> Work to complete: Please give the data below as a numbered list, starting with the line that contains "black visor, and return its bounding box." and continuing through the line that contains "[0,0,1339,892]", both included. Leave out any blank lines.

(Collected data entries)
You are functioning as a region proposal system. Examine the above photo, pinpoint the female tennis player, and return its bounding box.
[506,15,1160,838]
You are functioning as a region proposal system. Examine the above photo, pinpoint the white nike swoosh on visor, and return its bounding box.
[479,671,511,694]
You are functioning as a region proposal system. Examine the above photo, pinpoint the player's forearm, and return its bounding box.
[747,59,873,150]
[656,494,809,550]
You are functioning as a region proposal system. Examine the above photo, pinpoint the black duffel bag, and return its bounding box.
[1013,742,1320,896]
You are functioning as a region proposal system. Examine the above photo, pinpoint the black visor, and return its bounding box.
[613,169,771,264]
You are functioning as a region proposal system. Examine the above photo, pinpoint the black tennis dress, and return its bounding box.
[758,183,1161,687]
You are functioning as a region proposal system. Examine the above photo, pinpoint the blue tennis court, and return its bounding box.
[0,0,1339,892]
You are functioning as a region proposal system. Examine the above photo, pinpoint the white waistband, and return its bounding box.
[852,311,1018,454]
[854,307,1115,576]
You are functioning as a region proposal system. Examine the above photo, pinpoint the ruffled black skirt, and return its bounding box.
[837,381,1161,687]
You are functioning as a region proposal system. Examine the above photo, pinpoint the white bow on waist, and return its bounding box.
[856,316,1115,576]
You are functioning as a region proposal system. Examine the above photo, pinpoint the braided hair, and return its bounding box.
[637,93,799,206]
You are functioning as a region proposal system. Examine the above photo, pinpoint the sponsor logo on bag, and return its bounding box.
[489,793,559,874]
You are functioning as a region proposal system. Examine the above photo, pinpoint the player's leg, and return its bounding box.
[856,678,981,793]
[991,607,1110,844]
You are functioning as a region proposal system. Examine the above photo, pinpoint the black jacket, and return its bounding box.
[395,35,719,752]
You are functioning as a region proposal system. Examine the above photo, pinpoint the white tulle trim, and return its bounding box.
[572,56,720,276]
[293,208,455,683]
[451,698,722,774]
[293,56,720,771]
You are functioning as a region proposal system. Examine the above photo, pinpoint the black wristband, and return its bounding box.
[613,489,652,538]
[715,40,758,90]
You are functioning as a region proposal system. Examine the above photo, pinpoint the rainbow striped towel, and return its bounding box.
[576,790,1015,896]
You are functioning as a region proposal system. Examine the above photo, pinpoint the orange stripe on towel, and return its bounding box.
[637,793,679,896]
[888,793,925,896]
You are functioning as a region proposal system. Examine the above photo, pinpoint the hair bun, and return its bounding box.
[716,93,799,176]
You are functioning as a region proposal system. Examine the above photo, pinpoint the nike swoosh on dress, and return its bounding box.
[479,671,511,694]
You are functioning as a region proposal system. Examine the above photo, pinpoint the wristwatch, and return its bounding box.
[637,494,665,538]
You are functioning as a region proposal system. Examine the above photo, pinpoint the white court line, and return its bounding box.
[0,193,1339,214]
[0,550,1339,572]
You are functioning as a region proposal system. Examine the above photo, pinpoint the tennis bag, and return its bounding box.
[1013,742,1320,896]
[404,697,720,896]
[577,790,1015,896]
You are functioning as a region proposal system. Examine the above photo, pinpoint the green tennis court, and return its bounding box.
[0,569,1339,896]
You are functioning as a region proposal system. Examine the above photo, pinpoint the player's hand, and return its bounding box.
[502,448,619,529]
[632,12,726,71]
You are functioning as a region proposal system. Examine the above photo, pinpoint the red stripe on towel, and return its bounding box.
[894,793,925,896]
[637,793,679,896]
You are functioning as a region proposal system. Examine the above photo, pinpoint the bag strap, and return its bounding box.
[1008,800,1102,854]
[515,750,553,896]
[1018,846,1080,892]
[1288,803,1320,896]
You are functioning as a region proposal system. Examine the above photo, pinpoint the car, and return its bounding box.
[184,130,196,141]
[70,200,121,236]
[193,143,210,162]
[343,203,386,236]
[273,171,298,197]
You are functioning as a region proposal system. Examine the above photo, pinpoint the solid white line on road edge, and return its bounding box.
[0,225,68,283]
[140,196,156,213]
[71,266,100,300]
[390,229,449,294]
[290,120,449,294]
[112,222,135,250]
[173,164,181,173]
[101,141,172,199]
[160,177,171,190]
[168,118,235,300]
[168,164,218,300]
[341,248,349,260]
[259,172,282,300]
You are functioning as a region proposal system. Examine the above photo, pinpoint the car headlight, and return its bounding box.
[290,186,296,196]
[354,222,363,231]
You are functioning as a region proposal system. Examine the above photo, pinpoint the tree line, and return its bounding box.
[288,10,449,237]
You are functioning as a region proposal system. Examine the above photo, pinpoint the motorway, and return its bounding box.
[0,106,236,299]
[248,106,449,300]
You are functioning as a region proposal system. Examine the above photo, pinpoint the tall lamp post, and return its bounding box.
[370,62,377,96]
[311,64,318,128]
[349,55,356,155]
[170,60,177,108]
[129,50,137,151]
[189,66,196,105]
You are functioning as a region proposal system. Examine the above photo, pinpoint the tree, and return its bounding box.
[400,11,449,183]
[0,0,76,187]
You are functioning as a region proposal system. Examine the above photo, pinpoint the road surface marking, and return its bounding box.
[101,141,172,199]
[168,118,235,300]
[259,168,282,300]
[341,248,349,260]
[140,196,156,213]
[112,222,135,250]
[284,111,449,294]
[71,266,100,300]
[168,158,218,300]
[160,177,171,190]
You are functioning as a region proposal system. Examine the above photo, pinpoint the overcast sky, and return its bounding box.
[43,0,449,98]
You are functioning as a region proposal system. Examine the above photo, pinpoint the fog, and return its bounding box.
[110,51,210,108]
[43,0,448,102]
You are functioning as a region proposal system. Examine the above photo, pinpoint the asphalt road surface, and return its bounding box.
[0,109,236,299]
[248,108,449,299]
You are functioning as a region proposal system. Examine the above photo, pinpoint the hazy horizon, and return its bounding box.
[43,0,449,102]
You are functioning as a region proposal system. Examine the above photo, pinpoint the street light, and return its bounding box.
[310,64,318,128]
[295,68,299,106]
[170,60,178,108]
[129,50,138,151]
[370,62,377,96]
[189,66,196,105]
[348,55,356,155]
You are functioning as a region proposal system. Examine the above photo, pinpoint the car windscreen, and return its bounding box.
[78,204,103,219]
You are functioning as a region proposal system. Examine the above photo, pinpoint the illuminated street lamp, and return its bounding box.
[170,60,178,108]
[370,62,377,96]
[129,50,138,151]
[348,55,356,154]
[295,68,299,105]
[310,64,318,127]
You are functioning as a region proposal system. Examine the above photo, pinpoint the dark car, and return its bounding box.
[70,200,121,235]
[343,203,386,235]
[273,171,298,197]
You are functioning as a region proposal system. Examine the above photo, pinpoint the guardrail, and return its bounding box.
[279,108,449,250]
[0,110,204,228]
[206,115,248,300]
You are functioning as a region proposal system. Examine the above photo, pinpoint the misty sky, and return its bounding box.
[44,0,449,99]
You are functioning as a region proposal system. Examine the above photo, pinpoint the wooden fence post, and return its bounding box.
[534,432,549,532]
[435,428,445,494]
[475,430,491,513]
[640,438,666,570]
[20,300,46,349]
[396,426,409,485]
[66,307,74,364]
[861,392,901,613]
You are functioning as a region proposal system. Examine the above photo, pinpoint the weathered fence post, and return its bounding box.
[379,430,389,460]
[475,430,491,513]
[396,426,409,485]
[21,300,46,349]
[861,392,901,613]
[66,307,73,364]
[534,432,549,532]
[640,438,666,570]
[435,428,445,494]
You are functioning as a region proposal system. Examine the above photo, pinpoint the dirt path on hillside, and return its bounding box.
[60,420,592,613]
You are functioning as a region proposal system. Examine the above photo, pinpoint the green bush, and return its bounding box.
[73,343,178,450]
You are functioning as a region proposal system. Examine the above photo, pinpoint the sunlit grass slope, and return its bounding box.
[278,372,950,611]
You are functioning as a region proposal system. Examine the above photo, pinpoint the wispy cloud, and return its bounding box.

> Full answer:
1. You are functioning as a region proposal system. Examine the above photo, pinpoint the black visor, and return its bounding box.
2. [613,169,771,264]
3. You are functioning as a region proposal system. Examine the above photo, pinpoint the black tennis dress, and return its bounding box.
4. [758,183,1161,687]
5. You are functioning as a region proposal system. Examine the above photo, pinpoint the blue tennis court, and return its bounding box.
6. [0,0,1339,892]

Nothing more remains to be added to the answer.